- [Task data]
'''
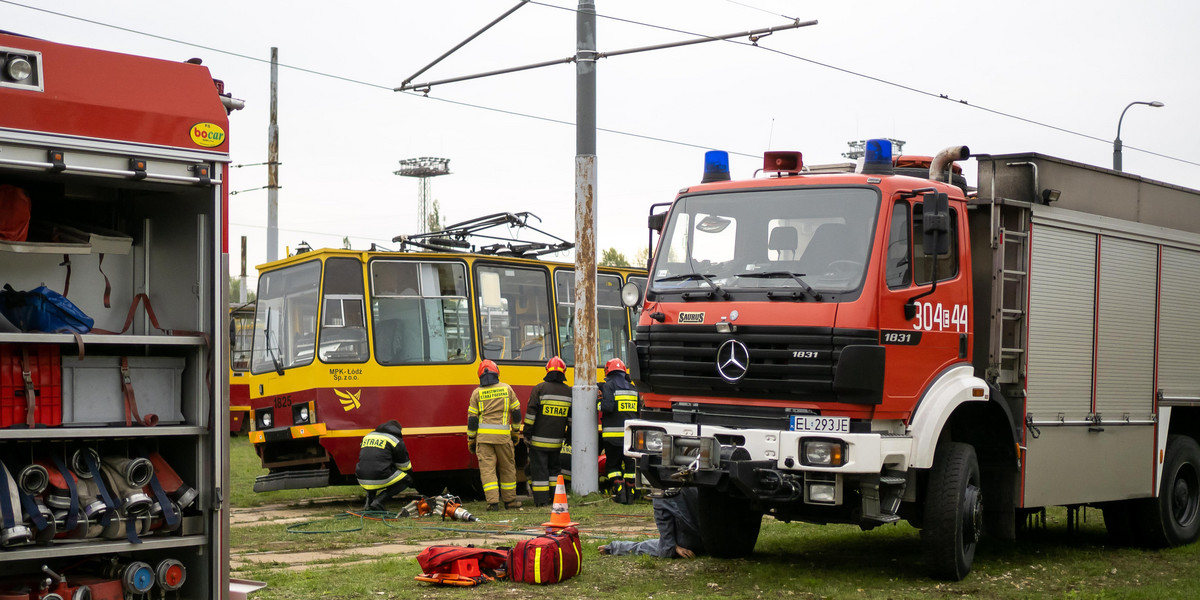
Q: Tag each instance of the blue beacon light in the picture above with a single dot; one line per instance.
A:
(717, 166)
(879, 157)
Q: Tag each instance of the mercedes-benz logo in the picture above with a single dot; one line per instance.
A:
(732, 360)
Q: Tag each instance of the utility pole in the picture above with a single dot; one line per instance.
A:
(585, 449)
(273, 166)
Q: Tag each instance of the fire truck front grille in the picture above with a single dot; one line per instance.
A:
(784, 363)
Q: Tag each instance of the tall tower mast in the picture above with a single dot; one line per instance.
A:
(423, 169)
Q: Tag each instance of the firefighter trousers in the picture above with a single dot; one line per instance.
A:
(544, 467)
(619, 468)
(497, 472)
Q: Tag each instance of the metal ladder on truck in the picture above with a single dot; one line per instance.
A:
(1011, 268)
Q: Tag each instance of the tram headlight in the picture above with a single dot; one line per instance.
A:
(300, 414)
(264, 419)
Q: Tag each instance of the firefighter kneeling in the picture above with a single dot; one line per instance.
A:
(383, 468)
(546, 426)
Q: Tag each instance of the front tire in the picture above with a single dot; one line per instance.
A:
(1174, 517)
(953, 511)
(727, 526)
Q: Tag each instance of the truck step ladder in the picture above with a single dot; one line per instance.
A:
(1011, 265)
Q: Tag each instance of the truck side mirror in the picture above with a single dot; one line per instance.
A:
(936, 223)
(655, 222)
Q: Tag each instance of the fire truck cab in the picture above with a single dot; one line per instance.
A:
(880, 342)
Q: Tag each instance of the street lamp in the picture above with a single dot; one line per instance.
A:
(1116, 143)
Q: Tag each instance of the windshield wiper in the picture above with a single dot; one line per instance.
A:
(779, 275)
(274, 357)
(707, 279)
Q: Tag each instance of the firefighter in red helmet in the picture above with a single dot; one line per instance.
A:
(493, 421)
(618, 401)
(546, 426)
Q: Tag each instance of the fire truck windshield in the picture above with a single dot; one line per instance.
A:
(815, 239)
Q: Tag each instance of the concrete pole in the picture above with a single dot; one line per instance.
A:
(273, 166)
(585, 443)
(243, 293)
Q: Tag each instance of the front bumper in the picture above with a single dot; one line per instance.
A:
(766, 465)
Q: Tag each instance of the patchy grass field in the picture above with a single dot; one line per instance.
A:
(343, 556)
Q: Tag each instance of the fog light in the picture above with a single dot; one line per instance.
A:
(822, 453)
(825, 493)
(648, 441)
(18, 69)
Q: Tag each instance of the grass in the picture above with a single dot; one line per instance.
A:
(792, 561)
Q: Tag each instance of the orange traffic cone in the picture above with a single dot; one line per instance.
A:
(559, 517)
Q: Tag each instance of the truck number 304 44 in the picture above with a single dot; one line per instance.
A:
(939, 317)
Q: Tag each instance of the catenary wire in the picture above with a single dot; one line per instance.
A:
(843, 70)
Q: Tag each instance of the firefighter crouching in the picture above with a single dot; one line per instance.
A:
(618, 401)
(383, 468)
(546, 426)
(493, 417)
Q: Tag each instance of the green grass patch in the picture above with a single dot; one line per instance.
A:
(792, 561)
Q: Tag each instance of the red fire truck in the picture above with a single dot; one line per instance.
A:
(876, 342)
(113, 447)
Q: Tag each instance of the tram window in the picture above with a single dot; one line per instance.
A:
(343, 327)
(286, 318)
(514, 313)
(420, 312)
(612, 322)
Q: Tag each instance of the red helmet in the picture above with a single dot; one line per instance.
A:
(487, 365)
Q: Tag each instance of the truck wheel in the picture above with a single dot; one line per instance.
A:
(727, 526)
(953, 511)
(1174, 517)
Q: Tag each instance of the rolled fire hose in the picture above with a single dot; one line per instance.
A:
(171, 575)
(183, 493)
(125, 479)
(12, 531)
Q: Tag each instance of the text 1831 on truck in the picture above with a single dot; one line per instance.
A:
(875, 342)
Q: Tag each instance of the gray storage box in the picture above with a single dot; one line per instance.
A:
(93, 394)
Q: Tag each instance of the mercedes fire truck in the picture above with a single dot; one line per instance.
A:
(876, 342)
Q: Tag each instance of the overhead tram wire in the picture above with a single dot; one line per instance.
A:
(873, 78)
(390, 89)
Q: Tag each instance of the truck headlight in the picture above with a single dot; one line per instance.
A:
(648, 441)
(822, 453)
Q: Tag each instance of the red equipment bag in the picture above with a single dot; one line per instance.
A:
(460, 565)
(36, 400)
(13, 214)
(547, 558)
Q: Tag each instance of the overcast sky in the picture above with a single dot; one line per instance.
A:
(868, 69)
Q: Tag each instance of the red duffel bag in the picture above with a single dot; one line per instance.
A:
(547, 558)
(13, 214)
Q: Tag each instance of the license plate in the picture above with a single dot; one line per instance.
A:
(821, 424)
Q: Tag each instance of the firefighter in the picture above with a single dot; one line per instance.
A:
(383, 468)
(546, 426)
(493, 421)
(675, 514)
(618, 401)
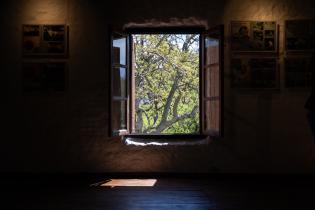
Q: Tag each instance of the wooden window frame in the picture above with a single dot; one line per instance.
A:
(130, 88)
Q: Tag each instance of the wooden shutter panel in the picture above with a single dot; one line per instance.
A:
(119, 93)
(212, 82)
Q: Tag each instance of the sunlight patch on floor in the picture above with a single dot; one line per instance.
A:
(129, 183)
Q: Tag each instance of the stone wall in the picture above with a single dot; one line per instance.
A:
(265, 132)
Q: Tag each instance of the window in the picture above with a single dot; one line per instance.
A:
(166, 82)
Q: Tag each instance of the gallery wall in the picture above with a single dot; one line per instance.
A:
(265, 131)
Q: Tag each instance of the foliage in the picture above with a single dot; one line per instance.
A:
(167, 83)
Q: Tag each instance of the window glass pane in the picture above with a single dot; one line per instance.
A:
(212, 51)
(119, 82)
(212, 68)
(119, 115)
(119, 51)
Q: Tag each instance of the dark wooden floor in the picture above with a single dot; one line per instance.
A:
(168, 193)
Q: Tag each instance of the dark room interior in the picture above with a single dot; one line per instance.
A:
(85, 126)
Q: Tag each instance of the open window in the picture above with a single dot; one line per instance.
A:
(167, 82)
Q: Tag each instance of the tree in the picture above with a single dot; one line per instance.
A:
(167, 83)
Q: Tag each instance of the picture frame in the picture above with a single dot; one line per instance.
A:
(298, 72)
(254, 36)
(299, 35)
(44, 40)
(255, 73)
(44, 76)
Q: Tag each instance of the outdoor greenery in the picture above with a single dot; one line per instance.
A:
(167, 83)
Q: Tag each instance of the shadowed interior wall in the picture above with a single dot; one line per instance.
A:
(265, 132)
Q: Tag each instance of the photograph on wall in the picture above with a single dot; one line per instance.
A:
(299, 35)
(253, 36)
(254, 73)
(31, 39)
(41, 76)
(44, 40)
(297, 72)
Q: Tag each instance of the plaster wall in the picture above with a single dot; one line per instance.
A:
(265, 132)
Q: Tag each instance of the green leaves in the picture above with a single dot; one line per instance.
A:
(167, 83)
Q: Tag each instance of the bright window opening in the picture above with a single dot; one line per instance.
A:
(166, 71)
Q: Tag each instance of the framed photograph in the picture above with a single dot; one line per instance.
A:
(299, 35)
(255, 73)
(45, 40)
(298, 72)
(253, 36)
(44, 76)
'''
- [Problem description]
Copy out the entries exactly. No pictures.

- [Solved problem]
Q: Tag each instance of the blue beacon light in the picture above with a single dot; one line per instance.
A:
(717, 166)
(879, 157)
Q: Tag each instance of the mercedes-benz logo in the picture above with a single dot; one line per instance.
A:
(732, 360)
Q: Tag each instance of the utility pole in the picture above with a single dot; one line per instance.
A:
(585, 449)
(273, 166)
Q: Tag each instance of the fire truck front grille in the picture above with a single dot; one line per instance.
A:
(784, 363)
Q: Tag each instance of the tall tower mast in the picture above with a single dot; one line per instance.
A:
(423, 169)
Q: Tag each instance of the firefighter trousers in the picture above with a single dot; one line per instance.
A:
(544, 467)
(619, 468)
(497, 472)
Q: Tag each instance of the metal ladder on truck in the picture above with a single dot; one line per instance.
A:
(1011, 268)
Q: Tag each instance of the tram headlight in the picture above with a single dot; one line per instance.
A:
(300, 414)
(264, 419)
Q: Tag each instance of the firefighter kneeling in the picture above with a single dot; one line per instance.
A:
(383, 468)
(546, 426)
Q: Tag each instance of the front tire in the picture above with a single dot; one line per instance.
A:
(1174, 517)
(953, 511)
(727, 526)
Q: Tag each instance of the truck step ladder in the picture above with a single dot; one line per instance.
A:
(1011, 265)
Q: Tag each instance of the truck side mirror in the picture above with a single dot; one line per instance.
A:
(936, 223)
(655, 222)
Q: Tag each instance of the fire truck cab in the picture above with a single dot; one line per instance.
A:
(880, 342)
Q: Tag each instance of the street lamp in the picture above with a single dot; one line per instance.
A:
(1116, 143)
Q: Tag each instance of the windshield wiper in the picture above with a single dot; one line per instance.
A:
(779, 275)
(274, 357)
(707, 279)
Q: Tag each instance of the firefighter in red helmet in the picture above with a single dot; one line per instance.
A:
(493, 421)
(618, 401)
(546, 426)
Q: Tag each instance of the fire truck windshield in the picture above with a single dot; one line per instance.
A:
(815, 239)
Q: Tag each instance of the concrete pole in the picture above with a single dot; one line per instance.
A:
(273, 166)
(585, 443)
(243, 293)
Q: Tag each instance of the front bumper in the picture above with a single dot; one line per instance.
A:
(766, 465)
Q: Tag each instance of the patchy grass field in the picture above with a single dot; one line per instance.
A:
(343, 556)
Q: Tag each instance of the fog light in the picture above with a single dot; one line per instance.
A:
(822, 453)
(825, 493)
(648, 441)
(18, 69)
Q: Tag each instance of the grass in the picture above with a single dot; one line per instance.
A:
(792, 561)
Q: Tag each instance of the orange traffic cone in the picture above with a single dot; one line per instance.
A:
(559, 517)
Q: Tag each instance of the truck number 304 44 in the picture above with a single dot; one line per instance.
A:
(939, 317)
Q: Tag each instance of the catenary wire in the picture above with a single dot; one line per instance.
A:
(843, 70)
Q: Tag each instance of the firefighter crouching in the picture above with a single dot; one line per instance.
A:
(618, 401)
(383, 468)
(546, 426)
(493, 417)
Q: Tag each instance of the green grass patch in the picture above with a single dot; one line per instance.
A:
(792, 561)
Q: Tag each instance of the red fire truck in the picture above with a single dot; one line per instance.
A:
(876, 342)
(113, 447)
Q: Tag each instance of the tram window in the picture above with a single dot; one line per instance.
A:
(343, 327)
(286, 318)
(514, 313)
(420, 312)
(612, 322)
Q: Tag each instance of the red helmet in the picture above with a single dot; one line per instance.
A:
(487, 365)
Q: Tag each instance of the truck wheel in the picture above with a single dot; one line per instance.
A:
(727, 526)
(953, 511)
(1174, 517)
Q: Tag each instance of the rolled fire hose in the picture above with a single dot; one line per instance.
A:
(171, 575)
(183, 493)
(125, 479)
(12, 531)
Q: Tag each instance of the text 1831 on truck in the picture above with a single dot; one line per instance.
A:
(875, 342)
Q: Tag each instance of the gray storage box in the picture above with a single dot; one line per instance.
A:
(93, 394)
Q: Tag each instance of the mercedes fire truck in the picture above with a single dot; one line per instance.
A:
(876, 342)
Q: Tag each instance of the overhead tram wire in the picture above with a single dot; one line per instance.
A:
(873, 78)
(390, 89)
Q: Tag each instance of the truck headlight in the picture above with a single dot; one line per instance.
A:
(648, 441)
(822, 453)
Q: Tag each instance of the red equipment bag in the picture above with a single dot; one line per instance.
A:
(460, 565)
(36, 400)
(13, 214)
(547, 558)
Q: Tag each instance of the overcast sky in the picture above with a single dot; one line per instance.
A:
(868, 69)
Q: Tag each instance of the red duffel bag in the picture above with a single dot; one line per instance.
A:
(547, 558)
(13, 214)
Q: Tag each instance of the license plate in the picture above with a single dot; one line per instance.
A:
(821, 424)
Q: Tag each instance of the firefighter in the picture above with a single dot; one line per instance.
A:
(383, 468)
(546, 426)
(493, 421)
(675, 514)
(618, 401)
Q: Tag each instance of the wooden window frame in the picture above with a single dot; one line per instance.
A:
(130, 88)
Q: Tag each instance of the wooden shutter panel in the picture above with a single dot; one line per instance.
A:
(119, 93)
(212, 82)
Q: Tag each instance of the sunlight patch on floor in the picture above with a single dot; one line per instance.
A:
(129, 183)
Q: Tag each instance of the stone wall in the picture above with a single dot; one line per instance.
A:
(265, 132)
Q: Tag each instance of the window in the picture above with a single dot; one line per instance.
A:
(166, 82)
Q: Tag each instance of the gallery wall in the picture above with a single dot; one line per instance.
A:
(265, 131)
Q: Tag each instance of the foliage in the picture above with a single dot; one line per instance.
A:
(167, 83)
Q: Tag each instance of the window glass pane in the picture above with a single dot; one line per instance.
A:
(212, 51)
(119, 82)
(212, 68)
(119, 115)
(119, 51)
Q: Tag each instance of the dark wooden floor in the picture above with a single dot; one line per instance.
A:
(168, 193)
Q: Tag each instance of the dark room interior in the picture above with a single dot; one line per instance.
A:
(85, 126)
Q: Tag each instance of the open window in the picture above with a single dot; one line per instance.
A:
(167, 82)
Q: Tag each instance of the tree in the picture above with a single dot; one line per instance.
A:
(167, 83)
Q: Tag each instance of the picture frame in the picture above with a single dot; one line per instance.
A:
(298, 72)
(254, 36)
(299, 35)
(44, 40)
(255, 73)
(44, 76)
Q: Tag each instance of the outdoor greenery in the picture above with a single dot; one line per instance.
A:
(167, 83)
Q: Tag each instance of the shadowed interior wall in the picture above with a single dot; one line per instance.
A:
(265, 132)
Q: Tag each instance of the photograph on wall in the picture above with a single dot; one line per instance.
A:
(299, 35)
(253, 36)
(254, 73)
(31, 39)
(41, 76)
(44, 40)
(297, 72)
Q: Tag each instance of the plaster wall in the picture above with a single dot; one line per instance.
A:
(265, 132)
Q: Tag each instance of the green leaves in the picture above with a single dot; one line per instance.
A:
(167, 83)
Q: Tag each instance of the bright window opening in the picture above with a single dot; one line per instance.
A:
(166, 71)
Q: Tag each instance of the framed photograph in the picture above with a single dot; one line per instance.
A:
(299, 35)
(255, 73)
(45, 40)
(298, 72)
(253, 36)
(44, 76)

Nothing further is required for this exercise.